→ What needs to be done
Make an exact copy of the entries, taking out every picture.

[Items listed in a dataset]
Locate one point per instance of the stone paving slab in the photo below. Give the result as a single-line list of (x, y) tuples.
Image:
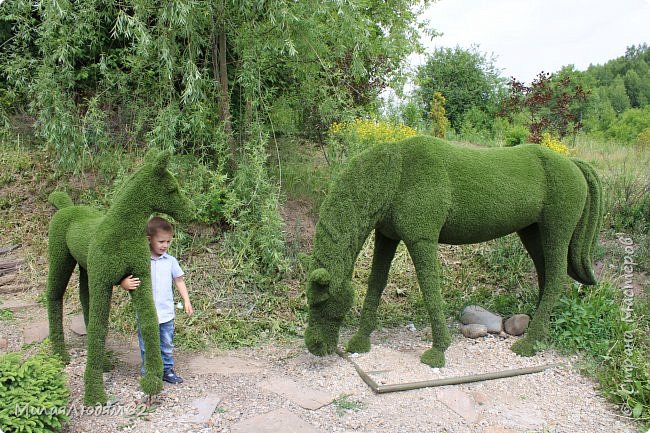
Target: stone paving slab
[(303, 396), (35, 331), (281, 420), (224, 365), (460, 402), (205, 407)]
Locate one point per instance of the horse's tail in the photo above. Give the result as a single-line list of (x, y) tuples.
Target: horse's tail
[(585, 235), (60, 199)]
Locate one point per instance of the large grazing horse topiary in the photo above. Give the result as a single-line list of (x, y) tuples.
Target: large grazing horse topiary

→ Response for this exercise
Locate one point per instance of the stone paving slab in the photo below. Give the result as a single-line list of (x, y) tuples.
Image:
Target: stone paving slab
[(303, 396), (35, 331), (281, 420), (224, 365), (460, 402), (205, 407)]
Locate one point per instance of the horse's tail in the photo above. Give the result as a single-line list of (x, y) tuples.
Target: horse's tail
[(585, 235), (60, 199)]
Locate one point per instance of the large grazing horse topiary in the photo above. Give the result as a single-line list of (x, y) tuples.
Target: large grazing horse topiary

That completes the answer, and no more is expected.